TEXTO DO DOCUMENTO |
**********
Visto pelo prisma de solução que ninguém mais tem disponível à mão no mundo, faria enorme e imediata diferença a redução do preço do etanol para o Brasil quase zerar emissões de carbono da frota de veículos leves.
Evidências
Não faltam estudos e pesquisas que apontam a eficiência descarbonizante do biocombustível brasileiro, que se torna ainda mais efetiva quando combinada com eletrificação em modelos híbridos flex.
No início deste ano a Stellantis conduziu ensaios com um Jeep Renegade com motor 1.3 turboflex. Abastecido com etanol, E100, e equipado com um simulador da Bosch, o carro percorreu mais de 240 quilômetros nas pistas de testes da planta de Betim, MG, para medir sua emissão de CO2 no conceito poço à roda, considerando a produção, distribuição e uso do combustível.
O resultado foi a emissão de 25,79 kg de CO2 nos 240 quilômetros percorridos com E100, menos da metade dos 60,64 kg emitidos com uso da gasolina brasileira E27, misturada com 27% de etanol. O Renegade com E100 também emitiu menos do que os 30,41 kg de CO2 que seriam colocados na atmosfera por um carro 100% elétrico que usa energia gerada pela matriz europeia, mas um BEV, Battery Electric Car, emite menos, 21,45 kg de CO2, quando é alimentado pela eletricidade gerada no Brasil, cerca de 80% proveniente de fontes renováveis e neutras em carbono.
Segundo cálculos da Unica, União da Indústria da Cana, considerando o ciclo completo do poço à roda – inclui o plantio e colheita da cana, seu processamento, transporte e distribuição, além do uso nos carros –, um veículo alimentado exclusivamente com E100 brasileiro emite apenas 37 gramas de CO2 por quilômetro, valor menor do que os 54 gCO2/km um modelo a elétrico bateria com a matriz europeia, e quase igual aos 35 gCO2/km de um BEV alimentado pela energia energia mais limpa gerada no Brasil.
**********
ENTRADAS DA TAREFA |

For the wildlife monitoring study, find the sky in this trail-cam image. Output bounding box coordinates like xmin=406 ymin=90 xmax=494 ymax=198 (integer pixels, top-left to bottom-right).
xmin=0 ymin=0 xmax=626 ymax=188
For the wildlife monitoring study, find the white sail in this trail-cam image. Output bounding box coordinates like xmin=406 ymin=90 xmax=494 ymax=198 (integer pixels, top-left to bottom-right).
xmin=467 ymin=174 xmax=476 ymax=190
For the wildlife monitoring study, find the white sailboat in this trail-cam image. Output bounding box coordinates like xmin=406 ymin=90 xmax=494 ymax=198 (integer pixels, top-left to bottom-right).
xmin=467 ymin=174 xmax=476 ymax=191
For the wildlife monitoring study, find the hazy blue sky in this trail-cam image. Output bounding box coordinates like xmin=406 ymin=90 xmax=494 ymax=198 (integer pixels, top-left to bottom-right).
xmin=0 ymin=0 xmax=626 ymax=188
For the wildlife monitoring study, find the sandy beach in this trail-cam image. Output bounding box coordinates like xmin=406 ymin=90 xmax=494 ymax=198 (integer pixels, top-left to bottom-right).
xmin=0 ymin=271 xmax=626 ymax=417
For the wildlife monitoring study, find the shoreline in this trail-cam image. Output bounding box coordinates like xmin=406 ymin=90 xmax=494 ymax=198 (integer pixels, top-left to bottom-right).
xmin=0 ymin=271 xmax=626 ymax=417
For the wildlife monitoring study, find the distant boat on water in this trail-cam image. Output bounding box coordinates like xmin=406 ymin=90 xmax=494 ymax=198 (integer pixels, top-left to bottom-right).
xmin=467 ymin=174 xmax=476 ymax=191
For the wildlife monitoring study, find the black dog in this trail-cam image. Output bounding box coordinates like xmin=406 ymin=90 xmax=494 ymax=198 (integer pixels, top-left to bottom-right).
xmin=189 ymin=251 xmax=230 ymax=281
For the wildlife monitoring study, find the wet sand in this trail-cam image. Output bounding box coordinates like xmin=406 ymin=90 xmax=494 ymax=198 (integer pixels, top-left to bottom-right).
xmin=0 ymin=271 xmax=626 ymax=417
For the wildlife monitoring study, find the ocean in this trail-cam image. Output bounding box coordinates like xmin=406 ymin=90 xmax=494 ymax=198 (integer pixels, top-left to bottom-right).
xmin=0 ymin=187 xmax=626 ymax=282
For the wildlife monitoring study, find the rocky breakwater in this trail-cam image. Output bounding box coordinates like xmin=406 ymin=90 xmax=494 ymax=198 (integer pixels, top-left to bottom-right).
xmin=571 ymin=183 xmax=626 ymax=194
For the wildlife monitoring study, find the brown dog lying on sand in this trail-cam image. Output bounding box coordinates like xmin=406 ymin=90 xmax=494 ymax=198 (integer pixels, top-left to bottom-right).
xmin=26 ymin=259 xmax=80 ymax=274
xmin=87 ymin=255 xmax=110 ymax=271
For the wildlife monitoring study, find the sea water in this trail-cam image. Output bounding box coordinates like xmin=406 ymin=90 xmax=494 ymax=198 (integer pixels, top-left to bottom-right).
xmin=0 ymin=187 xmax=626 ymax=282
**********
TAREFAS |
1) Atualize as entradas a partir da linha que contém "For the wildlife monitoring study, find the brown" até o fim delas, trocando "wildlife monitoring study" por "coastal survey" e mantendo todo o resto inalterado.
2) Prossiga com o texto sobre o etanol e as emissões de CO2, começando logo após a última frase apresentada.
O texto e as entradas provêm de fontes distintas.

SAÍDAS ESPERADAS |
1)
For the coastal survey, find the brown dog lying on sand in this trail-cam image. Output bounding box coordinates like xmin=406 ymin=90 xmax=494 ymax=198 (integer pixels, top-left to bottom-right).
xmin=26 ymin=259 xmax=80 ymax=274
xmin=87 ymin=255 xmax=110 ymax=271
For the coastal survey, find the sea water in this trail-cam image. Output bounding box coordinates like xmin=406 ymin=90 xmax=494 ymax=198 (integer pixels, top-left to bottom-right).
xmin=0 ymin=187 xmax=626 ymax=282

2)
Especialistas apontam que a combinação do biocombustível com a eletrificação é a solução mais eficiente. Um modelo híbrido flex, como o Toyota Corolla já produzido no país desde 2019, apresenta a melhor relação de eficiência: abastecido só com etanol tem emissão de 29 gCO2/km.
Esta vantagem é ainda mais ampliada quando se leva em conta o ciclo de vida do veículo, seu combustível e sua bateria. Um recente artigo científico, já antecipado por esta coluna, elaborado por pesquisadores da Unicamp identifica o tamanho desta vantagem.
Segundo este estudo, em 160 mil quilômetros de utilização, um veículo elétrico, recarregado com energia gerada no Brasil, deixa para trás pegada de carbono equivalente a 16,7 toneladas de CO2 emitidos ao longo do ciclo, sendo que a maior parte desta emissão vem do berço, originada na fabricação do produto, com 6 toneladas de CO2, e de suas baterias, com 5,8 t/CO2.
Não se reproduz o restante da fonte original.